▸ WHAT IS BEING ASKED: Count the lines in the entries below that contain the word "brown", treating uppercase and lowercase letters as different. Reply with the number only.

Point annotation dataset entries
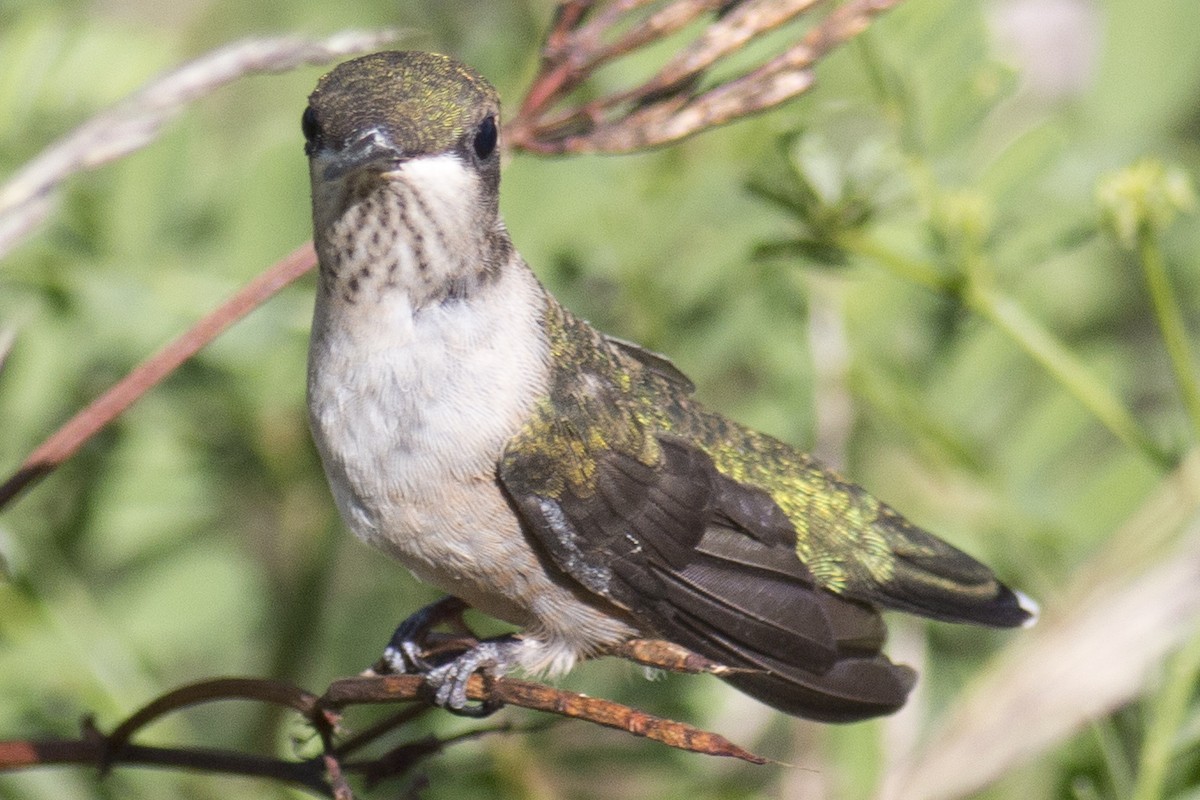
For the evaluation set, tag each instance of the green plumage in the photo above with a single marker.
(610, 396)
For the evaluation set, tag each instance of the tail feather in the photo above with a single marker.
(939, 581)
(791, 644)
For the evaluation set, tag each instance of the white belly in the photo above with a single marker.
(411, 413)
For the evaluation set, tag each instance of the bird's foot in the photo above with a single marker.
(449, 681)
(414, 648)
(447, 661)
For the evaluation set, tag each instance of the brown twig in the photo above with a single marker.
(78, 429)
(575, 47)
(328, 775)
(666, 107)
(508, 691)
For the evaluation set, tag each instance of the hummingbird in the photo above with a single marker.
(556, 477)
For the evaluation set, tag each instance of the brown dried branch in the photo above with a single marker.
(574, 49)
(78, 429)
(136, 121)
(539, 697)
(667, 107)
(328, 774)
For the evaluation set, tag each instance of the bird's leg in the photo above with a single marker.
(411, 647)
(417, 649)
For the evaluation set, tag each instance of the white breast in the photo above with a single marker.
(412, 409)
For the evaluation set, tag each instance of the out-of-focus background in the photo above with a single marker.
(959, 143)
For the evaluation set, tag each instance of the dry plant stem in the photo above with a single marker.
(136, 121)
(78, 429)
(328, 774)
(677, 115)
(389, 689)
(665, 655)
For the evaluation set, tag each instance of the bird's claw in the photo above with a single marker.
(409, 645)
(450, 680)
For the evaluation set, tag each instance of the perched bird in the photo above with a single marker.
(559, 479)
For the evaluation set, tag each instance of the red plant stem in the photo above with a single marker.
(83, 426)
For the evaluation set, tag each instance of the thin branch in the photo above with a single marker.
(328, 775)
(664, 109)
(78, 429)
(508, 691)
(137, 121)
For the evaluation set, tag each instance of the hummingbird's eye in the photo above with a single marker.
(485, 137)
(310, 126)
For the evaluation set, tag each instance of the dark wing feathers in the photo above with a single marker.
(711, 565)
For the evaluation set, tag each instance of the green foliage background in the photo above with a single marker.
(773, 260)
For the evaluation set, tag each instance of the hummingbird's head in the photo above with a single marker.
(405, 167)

...

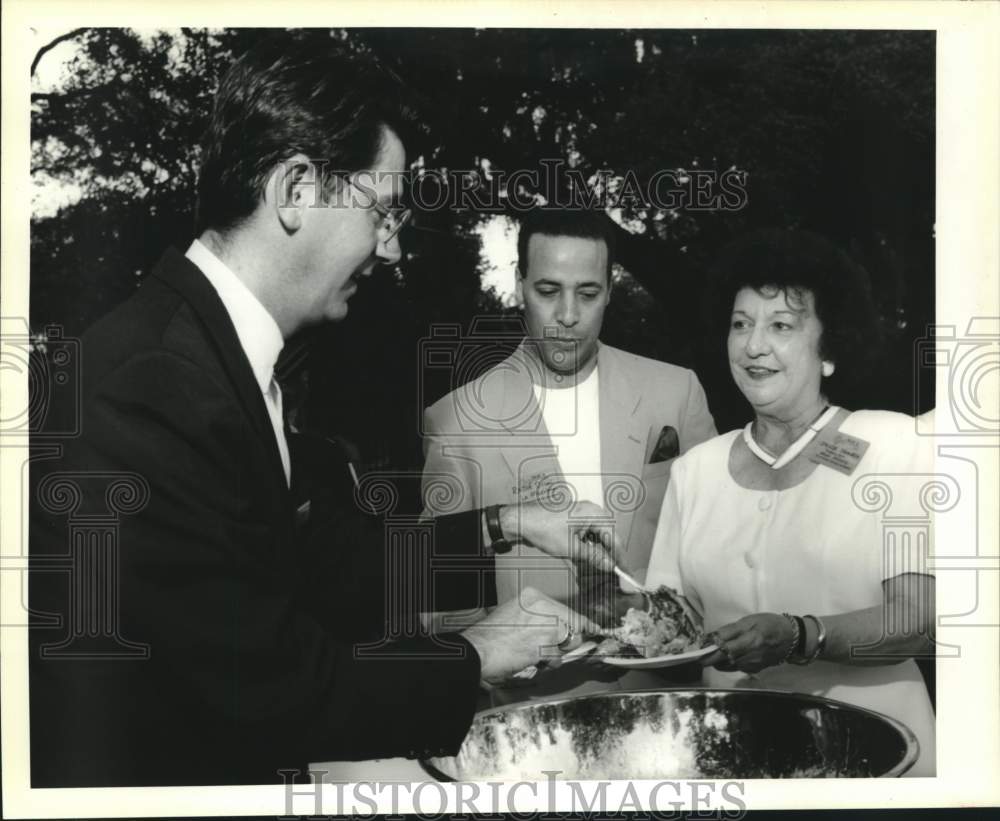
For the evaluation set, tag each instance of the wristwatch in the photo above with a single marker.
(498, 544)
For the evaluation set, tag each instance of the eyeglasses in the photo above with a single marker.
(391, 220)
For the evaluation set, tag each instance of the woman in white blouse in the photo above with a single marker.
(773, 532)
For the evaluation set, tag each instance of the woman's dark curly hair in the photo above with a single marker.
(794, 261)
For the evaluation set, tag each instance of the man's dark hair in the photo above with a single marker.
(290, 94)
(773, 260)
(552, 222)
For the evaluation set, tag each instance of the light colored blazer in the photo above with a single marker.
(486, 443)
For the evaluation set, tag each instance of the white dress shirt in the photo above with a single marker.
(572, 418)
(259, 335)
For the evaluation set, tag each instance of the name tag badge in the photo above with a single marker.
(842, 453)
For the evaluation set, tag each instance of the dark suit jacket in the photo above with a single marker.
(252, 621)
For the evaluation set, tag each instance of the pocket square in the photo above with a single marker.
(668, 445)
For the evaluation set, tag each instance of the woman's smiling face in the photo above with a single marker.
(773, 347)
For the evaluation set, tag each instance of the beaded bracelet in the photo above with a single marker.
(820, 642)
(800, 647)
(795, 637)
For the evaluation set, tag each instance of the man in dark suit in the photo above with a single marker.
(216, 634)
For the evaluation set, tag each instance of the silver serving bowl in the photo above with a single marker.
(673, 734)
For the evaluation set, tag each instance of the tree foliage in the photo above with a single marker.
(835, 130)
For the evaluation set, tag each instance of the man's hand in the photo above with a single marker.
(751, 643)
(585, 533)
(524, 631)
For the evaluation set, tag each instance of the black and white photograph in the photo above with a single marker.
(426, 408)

▸ THE SOLUTION: 2